TASK DETAILS:
Go through the entries below and write each one out exactly.

Natural-language object grounding data
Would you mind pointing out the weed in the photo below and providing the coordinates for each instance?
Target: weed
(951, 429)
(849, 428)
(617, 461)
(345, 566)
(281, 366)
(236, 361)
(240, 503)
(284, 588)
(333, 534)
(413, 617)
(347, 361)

RESULT:
Would you mind pointing out the weed in the photo below and providing the coordinates for each instance?
Target: weed
(951, 429)
(849, 428)
(617, 461)
(345, 566)
(281, 366)
(236, 361)
(240, 503)
(284, 588)
(333, 534)
(413, 617)
(347, 361)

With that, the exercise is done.